By then, plots had arrived, but only just. According to the Brooklyn Eagle in 1906, the modern-day audience “must have something happening every minute, allowing for no padding with word-painting, following climax after climax.” Anyone who thinks Star Wars invented break-neck pacing needs to check out the early chase flicks of D W Griffith, which flew through the projector as if of their own accord. For The Lonedale Operator, Griffith mounted his camera on the front of a speeding train; and for A Girl and Her Trust, had it placed onboard a car that was racing alongside a racing train, with another car in hot pursuit. How often the modern-day blockbuster, from Raiders of the Lost Ark to The Terminator, would dust off the same chase movie mechanics first pioneered by Griffiths and leave critics nursing their cricked necks. In the New York Times in 1915, Alexander Wollcott wrote “It is easy to predict that the cut-back, and similar evidences of restlessness, will fade gradually from the screens, to be used only on special occasions.” It didn’t of course, the restlessness spread further, and movies got faster still, slowed only by Griffith’s discovery, in 1916 with Birth of a Nation of cinema’s other constituent dimension: scale. Upon its release 1916, the film’s cinematographer, Karl Brown, noted that “Bigger and better, bigger and better became the constantly chanted watchword of the year. Soon the two words became one. Bigger meant better, and a sort of giganticism overwhelmed the world, especially the world of motion pictures”. All in all, it hadn’t taken long — just under 25 years — for the cinema to discover speed, for speed to give way to size, size to spectacle, hype to hoopla, and “unprecedented splendour of pageantry... combined with grotesque incoherence of design and utter fatuity of thought”, as the Times called Griffith’s Intolerance — the first of the megaflops, as perhaps any film in which the characters pay repeated worship to the goddess Ishtar was, perhaps, always destined to be.

> DATA SUPPLIED:
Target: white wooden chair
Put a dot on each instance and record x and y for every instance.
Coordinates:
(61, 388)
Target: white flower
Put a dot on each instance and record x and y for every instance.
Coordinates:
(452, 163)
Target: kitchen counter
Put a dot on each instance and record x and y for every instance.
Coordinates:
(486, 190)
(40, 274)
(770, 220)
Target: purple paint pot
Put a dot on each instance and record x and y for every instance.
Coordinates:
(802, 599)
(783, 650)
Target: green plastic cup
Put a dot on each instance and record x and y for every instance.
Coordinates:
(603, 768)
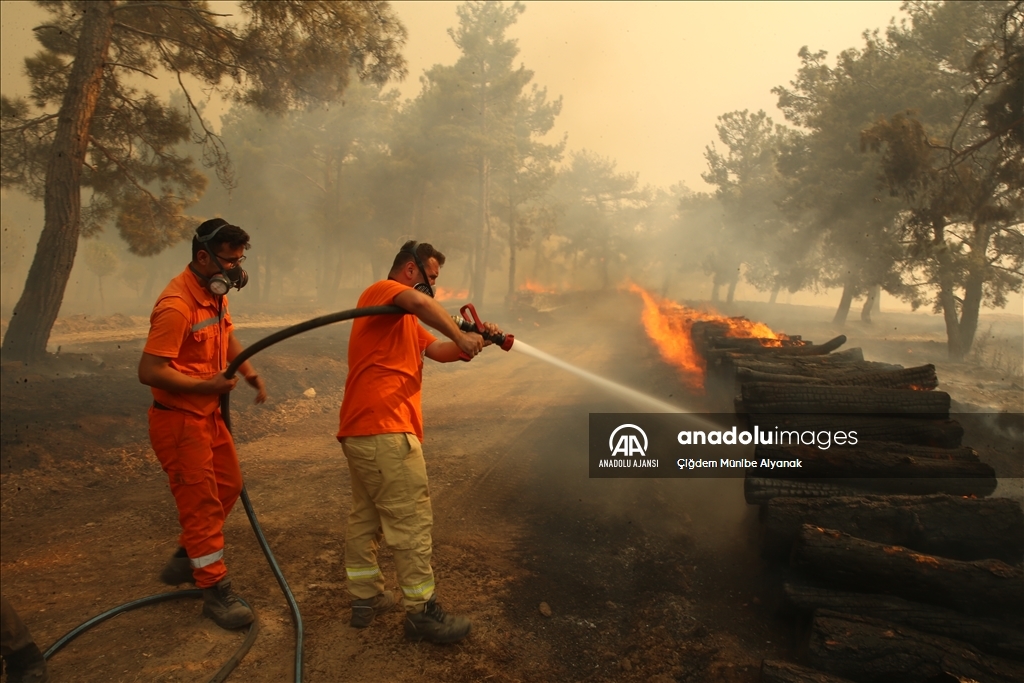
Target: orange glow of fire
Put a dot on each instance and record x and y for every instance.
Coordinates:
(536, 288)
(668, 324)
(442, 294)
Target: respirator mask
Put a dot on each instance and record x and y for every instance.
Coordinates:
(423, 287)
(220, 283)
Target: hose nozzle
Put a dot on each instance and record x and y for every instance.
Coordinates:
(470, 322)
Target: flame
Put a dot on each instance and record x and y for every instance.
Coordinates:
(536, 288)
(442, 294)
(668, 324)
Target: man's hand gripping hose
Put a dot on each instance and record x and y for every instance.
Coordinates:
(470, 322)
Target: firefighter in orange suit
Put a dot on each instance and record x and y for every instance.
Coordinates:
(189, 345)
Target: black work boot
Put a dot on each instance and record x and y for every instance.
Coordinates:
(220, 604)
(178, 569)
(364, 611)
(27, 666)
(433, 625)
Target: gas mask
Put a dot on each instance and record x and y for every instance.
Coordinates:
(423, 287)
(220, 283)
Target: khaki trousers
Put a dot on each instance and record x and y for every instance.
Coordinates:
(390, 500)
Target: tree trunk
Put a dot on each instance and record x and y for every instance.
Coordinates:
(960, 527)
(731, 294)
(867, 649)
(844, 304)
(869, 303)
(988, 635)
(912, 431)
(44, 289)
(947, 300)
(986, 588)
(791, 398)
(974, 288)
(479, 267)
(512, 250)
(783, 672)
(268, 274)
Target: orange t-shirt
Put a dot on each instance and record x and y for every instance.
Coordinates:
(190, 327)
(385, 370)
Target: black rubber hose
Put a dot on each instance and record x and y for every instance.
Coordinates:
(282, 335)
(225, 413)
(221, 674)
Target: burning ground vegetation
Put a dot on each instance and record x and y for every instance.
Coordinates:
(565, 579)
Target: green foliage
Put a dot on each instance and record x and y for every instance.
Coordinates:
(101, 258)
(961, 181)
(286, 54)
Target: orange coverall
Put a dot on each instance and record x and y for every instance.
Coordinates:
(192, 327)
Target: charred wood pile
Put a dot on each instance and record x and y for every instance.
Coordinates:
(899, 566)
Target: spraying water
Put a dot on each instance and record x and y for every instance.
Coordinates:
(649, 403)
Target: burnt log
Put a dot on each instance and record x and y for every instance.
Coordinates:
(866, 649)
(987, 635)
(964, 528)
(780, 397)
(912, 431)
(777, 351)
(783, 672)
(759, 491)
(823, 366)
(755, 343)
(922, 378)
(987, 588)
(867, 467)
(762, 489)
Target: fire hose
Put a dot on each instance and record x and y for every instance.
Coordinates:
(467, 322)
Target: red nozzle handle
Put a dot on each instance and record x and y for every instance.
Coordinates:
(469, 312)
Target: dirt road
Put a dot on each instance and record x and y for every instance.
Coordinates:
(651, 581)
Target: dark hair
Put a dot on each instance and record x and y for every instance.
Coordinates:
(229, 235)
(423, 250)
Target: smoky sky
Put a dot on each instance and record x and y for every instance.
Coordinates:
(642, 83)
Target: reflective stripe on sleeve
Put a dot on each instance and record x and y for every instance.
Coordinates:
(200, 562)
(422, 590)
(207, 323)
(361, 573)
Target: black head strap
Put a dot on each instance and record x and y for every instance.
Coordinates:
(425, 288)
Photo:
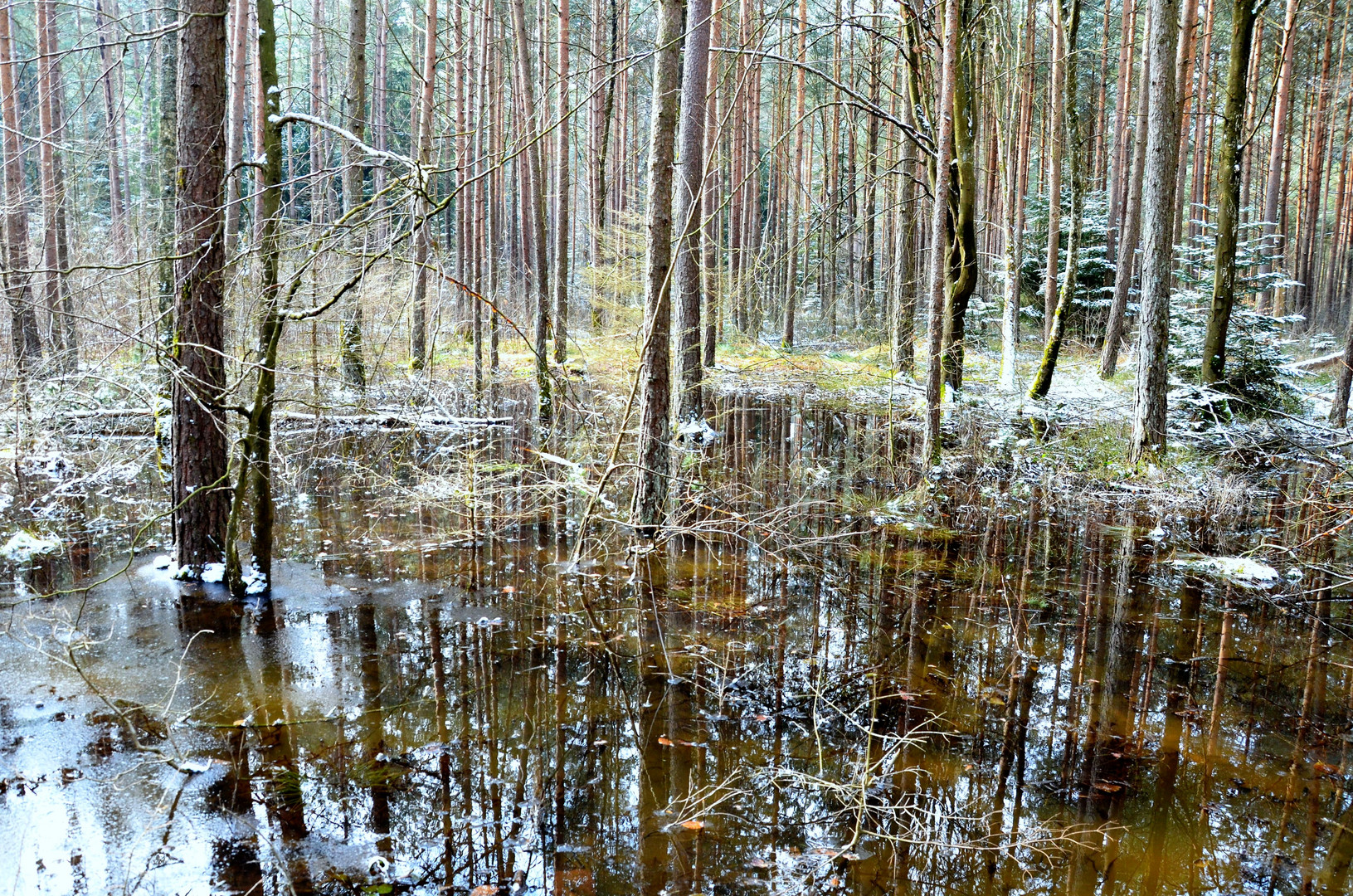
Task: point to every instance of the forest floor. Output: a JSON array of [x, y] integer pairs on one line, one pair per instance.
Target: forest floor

> TASK DESCRIPTION: Continue the passage on early cinema's turn from speed to spectacle, starting after its final sentence.

> RESULT:
To anyone who has sat through the last 25 years of American film, in fact, the first 25 years offer a strangely familiar landscape, a land of speed-freaks and hucksters, teenage kicks and sensation-merchants, all running to familiar rhythms and following much the same course. “The first newspaper coverage of motion pictures presented them as a technological phenomenon (‘Edison’s marvel’), then as a social problem (‘nickel madness’) and ultimately as an economic statistic (‘the nations fourth largest industry’)”, writes Richard Kozsarski in An Evening’s Entertainment. The blockbuster era would follow much the same course, from the explosive special effects of Star Wars (technological phenomenon), to the worries over Batman’s hype (social problem) to the hysteria surrounding the budget of Titanic (economic statistic). There is even, around the 20-year-mark, a huge technological revolution, forged in the flurry of fresh dollars: the invention of sound in 1927 and the arrival of C.G.I. in 1993. Spielberg and Lucas didn’t betray really cinema at all: they plugged it back into the mains, returning the medium to its roots as one big special effect, punching through the fourth wall, the screams that greeted Jaws in the theatre floating back to the screams that first greeted Empire State Express, as it whistled into the station.